Records from a collection:
>>>>>

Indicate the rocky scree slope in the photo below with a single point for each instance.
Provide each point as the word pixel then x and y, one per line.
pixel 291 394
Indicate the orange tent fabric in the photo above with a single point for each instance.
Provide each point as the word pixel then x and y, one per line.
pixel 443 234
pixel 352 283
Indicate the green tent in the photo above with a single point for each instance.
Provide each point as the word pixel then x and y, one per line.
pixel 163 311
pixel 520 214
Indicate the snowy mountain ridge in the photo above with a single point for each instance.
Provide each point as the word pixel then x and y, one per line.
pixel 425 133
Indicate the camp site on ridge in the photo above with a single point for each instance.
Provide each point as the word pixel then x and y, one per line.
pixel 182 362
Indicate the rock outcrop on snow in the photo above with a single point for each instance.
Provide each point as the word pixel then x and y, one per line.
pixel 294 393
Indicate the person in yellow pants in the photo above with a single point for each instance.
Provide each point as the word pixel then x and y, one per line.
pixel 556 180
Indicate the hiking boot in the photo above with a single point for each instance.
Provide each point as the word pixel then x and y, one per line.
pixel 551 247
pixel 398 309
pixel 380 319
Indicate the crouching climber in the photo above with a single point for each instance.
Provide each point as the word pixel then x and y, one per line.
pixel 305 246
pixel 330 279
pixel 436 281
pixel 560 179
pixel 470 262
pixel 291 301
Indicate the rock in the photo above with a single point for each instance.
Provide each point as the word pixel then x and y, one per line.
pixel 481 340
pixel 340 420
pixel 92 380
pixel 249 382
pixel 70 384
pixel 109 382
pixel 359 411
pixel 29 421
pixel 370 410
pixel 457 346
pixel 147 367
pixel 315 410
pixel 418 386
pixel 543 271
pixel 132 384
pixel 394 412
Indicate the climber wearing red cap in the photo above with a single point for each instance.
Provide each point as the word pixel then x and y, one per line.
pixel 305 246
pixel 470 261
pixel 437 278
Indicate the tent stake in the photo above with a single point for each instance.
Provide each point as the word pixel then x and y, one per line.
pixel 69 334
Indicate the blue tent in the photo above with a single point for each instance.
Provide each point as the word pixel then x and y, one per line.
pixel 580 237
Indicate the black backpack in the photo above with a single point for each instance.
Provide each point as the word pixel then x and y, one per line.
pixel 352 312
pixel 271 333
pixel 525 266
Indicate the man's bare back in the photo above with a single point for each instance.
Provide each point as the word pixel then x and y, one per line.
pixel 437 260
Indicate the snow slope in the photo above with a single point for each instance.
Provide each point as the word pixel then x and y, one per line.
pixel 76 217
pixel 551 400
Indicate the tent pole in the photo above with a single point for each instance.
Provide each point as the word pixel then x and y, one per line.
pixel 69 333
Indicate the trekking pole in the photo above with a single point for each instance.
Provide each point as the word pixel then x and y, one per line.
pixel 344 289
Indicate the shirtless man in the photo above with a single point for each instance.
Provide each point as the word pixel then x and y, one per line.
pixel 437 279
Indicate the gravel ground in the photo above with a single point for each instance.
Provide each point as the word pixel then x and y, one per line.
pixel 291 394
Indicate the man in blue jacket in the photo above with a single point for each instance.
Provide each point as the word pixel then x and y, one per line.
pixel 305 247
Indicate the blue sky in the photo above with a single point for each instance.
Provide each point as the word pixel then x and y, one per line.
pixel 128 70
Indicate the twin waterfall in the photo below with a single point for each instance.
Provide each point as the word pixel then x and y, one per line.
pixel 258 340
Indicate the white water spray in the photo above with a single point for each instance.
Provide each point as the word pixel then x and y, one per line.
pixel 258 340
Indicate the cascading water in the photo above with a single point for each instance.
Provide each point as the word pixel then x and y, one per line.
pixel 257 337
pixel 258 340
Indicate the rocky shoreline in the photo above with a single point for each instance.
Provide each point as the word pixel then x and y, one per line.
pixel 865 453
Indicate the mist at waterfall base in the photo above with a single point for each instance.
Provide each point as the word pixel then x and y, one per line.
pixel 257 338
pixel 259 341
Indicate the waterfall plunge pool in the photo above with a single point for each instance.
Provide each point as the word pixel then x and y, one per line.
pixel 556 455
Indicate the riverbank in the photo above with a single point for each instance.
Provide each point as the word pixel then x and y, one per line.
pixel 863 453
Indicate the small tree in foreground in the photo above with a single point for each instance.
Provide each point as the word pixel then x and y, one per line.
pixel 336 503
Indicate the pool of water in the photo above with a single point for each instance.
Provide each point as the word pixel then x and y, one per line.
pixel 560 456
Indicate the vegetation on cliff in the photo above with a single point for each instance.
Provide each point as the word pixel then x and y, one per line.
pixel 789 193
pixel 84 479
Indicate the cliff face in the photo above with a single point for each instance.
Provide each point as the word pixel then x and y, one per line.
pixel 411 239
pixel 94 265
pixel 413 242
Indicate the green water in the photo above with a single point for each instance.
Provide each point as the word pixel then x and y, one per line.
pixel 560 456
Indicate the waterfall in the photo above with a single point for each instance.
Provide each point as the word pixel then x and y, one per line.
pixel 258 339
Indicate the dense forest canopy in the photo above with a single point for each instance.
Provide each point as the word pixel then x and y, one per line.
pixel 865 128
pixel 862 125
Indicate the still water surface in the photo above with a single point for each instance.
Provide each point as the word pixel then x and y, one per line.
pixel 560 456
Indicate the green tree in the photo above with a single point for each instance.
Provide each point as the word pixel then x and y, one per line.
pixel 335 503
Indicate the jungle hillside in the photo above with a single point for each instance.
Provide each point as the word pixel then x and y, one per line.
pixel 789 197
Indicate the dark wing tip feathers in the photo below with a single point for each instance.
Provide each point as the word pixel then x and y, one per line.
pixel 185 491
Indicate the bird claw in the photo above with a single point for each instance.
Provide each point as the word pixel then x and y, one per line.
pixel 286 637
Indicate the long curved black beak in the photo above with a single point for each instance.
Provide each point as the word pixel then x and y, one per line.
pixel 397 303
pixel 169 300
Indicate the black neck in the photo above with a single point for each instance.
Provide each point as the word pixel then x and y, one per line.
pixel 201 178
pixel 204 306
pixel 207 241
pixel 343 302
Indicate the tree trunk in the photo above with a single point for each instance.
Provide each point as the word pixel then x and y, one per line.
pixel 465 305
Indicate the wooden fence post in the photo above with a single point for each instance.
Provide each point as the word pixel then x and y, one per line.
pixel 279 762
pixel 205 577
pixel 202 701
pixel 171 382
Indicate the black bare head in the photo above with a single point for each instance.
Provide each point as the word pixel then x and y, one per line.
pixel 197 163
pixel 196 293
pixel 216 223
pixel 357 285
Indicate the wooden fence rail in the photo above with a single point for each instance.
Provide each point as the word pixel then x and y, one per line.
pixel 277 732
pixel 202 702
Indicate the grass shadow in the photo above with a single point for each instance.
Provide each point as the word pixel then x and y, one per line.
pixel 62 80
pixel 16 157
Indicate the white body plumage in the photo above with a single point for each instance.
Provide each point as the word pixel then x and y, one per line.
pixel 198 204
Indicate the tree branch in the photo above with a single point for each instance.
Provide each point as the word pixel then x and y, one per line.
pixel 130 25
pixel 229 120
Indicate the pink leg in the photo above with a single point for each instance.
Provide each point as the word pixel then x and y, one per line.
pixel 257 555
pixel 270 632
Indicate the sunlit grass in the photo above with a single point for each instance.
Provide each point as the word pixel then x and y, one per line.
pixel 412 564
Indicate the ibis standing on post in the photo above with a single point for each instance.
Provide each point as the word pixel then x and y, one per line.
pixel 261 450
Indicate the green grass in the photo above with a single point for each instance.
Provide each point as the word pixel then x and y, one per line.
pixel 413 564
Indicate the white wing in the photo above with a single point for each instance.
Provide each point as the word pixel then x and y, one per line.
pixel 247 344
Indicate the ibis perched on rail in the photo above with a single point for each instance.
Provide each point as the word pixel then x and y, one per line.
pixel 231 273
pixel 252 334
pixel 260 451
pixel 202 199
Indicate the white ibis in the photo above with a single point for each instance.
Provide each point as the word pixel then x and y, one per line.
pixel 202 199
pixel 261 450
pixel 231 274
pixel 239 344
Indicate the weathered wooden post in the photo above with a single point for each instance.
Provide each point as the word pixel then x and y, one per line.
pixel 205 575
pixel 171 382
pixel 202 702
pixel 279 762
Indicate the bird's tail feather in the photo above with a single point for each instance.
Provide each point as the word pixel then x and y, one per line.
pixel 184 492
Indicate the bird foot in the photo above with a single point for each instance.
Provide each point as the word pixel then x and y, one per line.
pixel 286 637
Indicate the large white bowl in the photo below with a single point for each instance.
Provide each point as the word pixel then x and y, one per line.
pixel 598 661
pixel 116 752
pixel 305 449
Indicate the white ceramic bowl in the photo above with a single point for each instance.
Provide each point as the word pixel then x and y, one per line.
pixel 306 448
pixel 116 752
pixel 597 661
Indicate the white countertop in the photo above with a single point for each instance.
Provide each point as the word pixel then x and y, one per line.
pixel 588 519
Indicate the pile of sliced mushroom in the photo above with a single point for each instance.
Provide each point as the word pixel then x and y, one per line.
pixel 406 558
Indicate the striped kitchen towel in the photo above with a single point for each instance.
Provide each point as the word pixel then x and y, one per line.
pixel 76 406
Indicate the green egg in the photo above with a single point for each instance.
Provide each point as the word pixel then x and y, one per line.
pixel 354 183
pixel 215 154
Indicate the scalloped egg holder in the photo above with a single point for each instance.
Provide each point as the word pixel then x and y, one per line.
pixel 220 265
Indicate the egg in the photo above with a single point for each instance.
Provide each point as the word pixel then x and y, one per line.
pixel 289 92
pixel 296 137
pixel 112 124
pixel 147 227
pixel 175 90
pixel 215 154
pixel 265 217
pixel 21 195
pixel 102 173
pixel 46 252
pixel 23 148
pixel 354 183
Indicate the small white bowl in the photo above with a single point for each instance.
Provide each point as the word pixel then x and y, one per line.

<<<<<

◆ **WHAT TO WORK ON**: Print the data above verbatim, from the line containing "Indicate the green tree" through the line containing "pixel 16 157", both of those lines included.

◆ **EXPECTED ANSWER**:
Indicate the green tree in the photo above with a single point for each instance.
Provide each point as the word pixel then x and y, one per line.
pixel 335 503
Indicate the jungle hillside in the photo above with a single point for each instance.
Provide each point as the word pixel then x and y, one per line.
pixel 789 197
Indicate the dark wing tip feathers in the photo below with a single point for each instance.
Provide each point as the word pixel then x and y, one per line.
pixel 185 491
Indicate the bird claw in the photo above with a single point for each instance.
Provide each point as the word pixel then x and y, one per line.
pixel 286 637
Indicate the long curved black beak in the photo above with a single point for each instance.
Provide each point as the word pixel then x and y, one per line.
pixel 397 303
pixel 169 300
Indicate the black neck in the photo above with a single point for each instance.
Provide each point as the word pixel then x and y, one per line.
pixel 201 178
pixel 204 306
pixel 207 241
pixel 343 302
Indicate the tree trunk in the photo above with a single point for each instance.
Provide each point as the word pixel then x and y, one per line.
pixel 465 305
Indicate the wooden fence post in the photo above with a single point for each instance.
Provide each point as the word pixel then x and y, one per line.
pixel 279 762
pixel 205 577
pixel 202 701
pixel 171 382
Indicate the black bare head in the photo above with a single point for each instance.
Provide each point as the word pixel then x and y, one per line.
pixel 197 163
pixel 196 293
pixel 216 223
pixel 357 285
Indicate the wooden fence rail in the photo above with a single point for each instance.
Provide each point as the word pixel then x and y, one per line.
pixel 277 732
pixel 202 702
Indicate the grass shadow in the photo above with a single point for each instance.
Provide each point as the word pixel then x and y, one per line.
pixel 62 80
pixel 16 157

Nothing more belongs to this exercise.